## Record list
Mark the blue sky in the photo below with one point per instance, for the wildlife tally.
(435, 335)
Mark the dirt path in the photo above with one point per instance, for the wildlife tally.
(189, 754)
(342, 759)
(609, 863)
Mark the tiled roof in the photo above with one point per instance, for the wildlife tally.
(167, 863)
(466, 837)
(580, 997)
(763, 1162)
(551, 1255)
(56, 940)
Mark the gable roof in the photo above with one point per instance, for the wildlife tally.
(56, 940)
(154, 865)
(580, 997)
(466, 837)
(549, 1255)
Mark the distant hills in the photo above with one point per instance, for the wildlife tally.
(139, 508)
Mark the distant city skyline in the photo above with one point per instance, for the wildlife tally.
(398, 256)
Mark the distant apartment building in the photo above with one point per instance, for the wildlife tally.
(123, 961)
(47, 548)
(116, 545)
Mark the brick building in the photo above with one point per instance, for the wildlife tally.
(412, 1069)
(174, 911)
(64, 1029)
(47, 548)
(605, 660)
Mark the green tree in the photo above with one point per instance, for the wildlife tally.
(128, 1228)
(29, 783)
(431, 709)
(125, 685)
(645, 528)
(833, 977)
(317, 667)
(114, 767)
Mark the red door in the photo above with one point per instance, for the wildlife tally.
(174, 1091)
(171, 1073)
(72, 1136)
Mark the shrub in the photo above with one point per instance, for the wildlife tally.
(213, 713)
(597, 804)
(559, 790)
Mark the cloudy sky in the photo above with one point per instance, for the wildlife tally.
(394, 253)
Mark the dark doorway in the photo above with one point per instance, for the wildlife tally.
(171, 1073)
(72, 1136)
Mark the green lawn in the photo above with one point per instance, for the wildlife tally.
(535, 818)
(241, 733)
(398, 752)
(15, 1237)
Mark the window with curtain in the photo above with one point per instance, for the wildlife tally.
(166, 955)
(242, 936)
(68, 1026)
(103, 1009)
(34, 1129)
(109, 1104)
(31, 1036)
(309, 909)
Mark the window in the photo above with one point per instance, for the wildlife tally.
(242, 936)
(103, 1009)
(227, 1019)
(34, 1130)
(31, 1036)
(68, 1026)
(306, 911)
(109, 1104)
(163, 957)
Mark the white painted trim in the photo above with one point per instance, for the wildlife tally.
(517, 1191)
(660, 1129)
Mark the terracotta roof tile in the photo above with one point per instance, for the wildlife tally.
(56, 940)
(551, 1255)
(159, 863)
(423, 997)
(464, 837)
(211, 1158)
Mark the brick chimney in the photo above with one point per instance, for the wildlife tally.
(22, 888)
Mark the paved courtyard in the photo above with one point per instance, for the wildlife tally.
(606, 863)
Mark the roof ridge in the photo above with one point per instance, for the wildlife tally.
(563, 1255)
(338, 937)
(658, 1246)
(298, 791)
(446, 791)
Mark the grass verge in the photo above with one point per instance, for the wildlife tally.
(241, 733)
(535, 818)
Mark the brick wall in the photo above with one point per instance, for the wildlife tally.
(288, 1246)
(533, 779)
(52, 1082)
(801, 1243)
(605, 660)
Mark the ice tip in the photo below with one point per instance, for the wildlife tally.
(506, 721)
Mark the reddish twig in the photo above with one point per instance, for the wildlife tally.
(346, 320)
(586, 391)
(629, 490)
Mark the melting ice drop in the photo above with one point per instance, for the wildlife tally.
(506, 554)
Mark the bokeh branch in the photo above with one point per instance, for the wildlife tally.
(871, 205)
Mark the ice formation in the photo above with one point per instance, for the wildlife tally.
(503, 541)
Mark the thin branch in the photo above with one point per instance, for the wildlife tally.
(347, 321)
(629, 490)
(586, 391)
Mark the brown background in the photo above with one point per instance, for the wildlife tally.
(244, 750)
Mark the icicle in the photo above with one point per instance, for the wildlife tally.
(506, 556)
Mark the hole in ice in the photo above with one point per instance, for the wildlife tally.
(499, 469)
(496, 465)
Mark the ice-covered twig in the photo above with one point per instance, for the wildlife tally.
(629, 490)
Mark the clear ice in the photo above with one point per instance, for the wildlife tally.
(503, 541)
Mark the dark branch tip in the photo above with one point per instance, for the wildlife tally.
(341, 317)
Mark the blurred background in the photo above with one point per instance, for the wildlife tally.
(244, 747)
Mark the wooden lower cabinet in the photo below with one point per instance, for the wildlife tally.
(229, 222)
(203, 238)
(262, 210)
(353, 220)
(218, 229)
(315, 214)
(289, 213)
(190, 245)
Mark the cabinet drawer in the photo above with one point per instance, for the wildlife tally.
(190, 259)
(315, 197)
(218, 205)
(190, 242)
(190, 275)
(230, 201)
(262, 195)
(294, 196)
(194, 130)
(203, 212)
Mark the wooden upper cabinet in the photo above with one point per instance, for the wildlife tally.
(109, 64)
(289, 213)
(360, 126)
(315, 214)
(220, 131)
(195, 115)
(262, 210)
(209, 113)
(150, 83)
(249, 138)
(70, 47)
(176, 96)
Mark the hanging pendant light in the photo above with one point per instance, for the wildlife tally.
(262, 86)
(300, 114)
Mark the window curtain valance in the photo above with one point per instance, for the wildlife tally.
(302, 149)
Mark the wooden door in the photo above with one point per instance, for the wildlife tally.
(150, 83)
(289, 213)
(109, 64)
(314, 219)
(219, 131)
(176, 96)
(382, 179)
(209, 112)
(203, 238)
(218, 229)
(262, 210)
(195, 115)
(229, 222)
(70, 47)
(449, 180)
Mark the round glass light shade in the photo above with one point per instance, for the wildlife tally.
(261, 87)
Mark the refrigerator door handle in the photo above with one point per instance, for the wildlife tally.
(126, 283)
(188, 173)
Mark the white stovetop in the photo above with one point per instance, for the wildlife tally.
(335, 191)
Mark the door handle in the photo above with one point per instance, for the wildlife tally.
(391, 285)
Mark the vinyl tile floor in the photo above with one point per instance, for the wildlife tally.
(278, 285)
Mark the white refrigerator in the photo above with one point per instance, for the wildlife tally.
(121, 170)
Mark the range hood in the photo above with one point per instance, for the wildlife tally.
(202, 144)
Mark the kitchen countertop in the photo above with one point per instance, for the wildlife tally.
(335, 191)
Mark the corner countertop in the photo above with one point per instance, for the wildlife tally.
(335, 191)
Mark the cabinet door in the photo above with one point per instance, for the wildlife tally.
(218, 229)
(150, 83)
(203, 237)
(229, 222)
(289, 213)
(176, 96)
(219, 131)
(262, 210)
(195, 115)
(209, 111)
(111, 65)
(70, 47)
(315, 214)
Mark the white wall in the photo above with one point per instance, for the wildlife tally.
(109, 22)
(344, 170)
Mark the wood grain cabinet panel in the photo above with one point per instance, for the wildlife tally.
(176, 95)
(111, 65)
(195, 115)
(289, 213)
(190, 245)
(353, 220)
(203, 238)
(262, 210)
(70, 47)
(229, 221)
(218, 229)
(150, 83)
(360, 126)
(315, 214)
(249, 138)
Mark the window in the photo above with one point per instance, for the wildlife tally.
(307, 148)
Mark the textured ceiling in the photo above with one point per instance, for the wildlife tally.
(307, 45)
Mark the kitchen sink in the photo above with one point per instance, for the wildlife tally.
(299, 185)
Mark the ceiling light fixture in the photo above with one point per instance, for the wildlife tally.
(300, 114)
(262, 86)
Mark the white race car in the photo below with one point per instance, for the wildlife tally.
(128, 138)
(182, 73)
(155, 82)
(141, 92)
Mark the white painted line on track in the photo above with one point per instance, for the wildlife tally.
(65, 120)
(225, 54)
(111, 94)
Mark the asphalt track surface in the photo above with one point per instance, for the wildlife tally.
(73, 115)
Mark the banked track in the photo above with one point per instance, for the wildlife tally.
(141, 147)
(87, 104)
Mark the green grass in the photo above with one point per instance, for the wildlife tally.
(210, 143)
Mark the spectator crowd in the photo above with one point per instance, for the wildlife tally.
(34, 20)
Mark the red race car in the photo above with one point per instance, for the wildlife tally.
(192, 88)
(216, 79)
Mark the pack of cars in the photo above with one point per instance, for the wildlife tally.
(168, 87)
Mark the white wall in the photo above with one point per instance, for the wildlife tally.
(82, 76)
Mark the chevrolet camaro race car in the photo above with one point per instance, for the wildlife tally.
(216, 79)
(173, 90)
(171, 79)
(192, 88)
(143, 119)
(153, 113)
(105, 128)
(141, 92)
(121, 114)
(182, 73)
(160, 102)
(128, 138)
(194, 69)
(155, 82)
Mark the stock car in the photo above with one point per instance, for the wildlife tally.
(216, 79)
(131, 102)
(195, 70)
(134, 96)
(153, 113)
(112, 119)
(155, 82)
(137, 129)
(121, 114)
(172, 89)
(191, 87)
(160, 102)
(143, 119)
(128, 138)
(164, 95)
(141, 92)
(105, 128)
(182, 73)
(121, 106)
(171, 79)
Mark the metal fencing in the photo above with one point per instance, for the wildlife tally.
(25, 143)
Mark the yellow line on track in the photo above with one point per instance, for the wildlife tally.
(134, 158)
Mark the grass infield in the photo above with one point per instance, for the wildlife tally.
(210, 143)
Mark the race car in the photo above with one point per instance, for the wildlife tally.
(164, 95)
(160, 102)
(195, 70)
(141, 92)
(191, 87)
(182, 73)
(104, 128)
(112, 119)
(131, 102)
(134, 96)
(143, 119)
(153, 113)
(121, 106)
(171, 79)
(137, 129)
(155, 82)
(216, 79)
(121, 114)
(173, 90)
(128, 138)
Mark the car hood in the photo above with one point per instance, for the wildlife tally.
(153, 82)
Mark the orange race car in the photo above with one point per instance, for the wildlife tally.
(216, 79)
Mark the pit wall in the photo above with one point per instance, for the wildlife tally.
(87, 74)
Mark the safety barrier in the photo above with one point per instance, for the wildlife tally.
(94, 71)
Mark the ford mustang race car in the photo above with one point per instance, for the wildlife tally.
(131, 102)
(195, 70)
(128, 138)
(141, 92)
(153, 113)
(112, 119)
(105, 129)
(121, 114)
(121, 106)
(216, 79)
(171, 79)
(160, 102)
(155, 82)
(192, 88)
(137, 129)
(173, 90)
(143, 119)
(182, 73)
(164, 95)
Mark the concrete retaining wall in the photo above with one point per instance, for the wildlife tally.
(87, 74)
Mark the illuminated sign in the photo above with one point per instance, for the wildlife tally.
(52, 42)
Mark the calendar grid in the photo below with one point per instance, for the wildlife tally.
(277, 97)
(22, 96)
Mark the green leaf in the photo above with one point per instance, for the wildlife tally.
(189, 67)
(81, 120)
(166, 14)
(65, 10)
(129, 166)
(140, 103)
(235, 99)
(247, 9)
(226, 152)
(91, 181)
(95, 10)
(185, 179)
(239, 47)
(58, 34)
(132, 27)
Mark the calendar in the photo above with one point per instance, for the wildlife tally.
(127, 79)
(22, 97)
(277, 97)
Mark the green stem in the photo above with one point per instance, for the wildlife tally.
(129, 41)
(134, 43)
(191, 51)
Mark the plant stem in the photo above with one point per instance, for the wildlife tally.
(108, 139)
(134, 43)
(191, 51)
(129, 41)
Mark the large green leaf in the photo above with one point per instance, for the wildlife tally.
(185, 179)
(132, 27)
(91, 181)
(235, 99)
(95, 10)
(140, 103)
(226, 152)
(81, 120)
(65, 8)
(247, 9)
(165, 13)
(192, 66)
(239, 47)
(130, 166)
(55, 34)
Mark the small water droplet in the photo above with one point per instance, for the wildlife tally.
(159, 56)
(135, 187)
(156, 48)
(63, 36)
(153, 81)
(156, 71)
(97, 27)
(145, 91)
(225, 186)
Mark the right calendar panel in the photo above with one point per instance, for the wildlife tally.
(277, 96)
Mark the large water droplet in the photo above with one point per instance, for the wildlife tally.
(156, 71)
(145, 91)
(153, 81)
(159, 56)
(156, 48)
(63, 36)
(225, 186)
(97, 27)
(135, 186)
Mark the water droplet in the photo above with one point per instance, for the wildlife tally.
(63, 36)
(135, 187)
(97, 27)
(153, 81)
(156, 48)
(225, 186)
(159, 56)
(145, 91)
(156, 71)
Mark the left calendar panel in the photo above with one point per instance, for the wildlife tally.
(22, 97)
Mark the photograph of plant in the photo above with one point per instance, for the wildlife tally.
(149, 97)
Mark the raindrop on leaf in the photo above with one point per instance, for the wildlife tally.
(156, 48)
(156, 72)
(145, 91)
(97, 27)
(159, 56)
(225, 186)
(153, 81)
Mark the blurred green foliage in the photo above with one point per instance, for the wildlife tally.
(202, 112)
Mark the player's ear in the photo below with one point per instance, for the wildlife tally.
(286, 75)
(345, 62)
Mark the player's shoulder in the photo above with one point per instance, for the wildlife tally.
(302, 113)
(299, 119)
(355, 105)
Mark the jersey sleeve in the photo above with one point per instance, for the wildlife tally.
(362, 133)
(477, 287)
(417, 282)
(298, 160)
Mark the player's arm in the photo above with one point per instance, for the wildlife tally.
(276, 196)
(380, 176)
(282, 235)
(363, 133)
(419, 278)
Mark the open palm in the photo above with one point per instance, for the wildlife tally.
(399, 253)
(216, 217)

## Work instructions
Write out, word for word, the line containing "Mark the water" and every line after it to the end of the data above.

## Task solution
Mark the water droplet in the photo above with one point per instance, for the wildlife tally.
(63, 36)
(135, 187)
(97, 27)
(153, 81)
(156, 48)
(225, 186)
(159, 56)
(145, 91)
(156, 71)
Mark the left calendar panel in the photo above with one point per instance, for the wildlife tally.
(22, 97)
Mark the photograph of plant in the photo above with one point per instance, for the wildlife tally.
(149, 97)
Mark the raindrop on leaf in the photo above with one point per instance, for the wildlife tally.
(156, 48)
(156, 72)
(145, 91)
(97, 27)
(159, 56)
(225, 186)
(153, 81)
Mark the blurred green foliage in the photo above with one point per instance, for the wildlife tally.
(202, 112)
Mark the player's ear in the photo below with one point per instance, for the wildlife tally.
(286, 75)
(345, 62)
Mark the player's shoulder in the photo above with one point per instance, for the wildlife tally.
(302, 113)
(299, 119)
(355, 105)
Mark the jersey sleeve in the photo above with one point per instance, for the wildlife tally.
(362, 133)
(477, 287)
(417, 282)
(298, 160)
Mark the player's arm in the photo above with one point per instance, for the wildlife tally.
(276, 196)
(380, 176)
(282, 235)
(363, 133)
(419, 278)
Mark the open palm in the photo above with one point per instance, for the wildlife tally.
(399, 253)
(216, 217)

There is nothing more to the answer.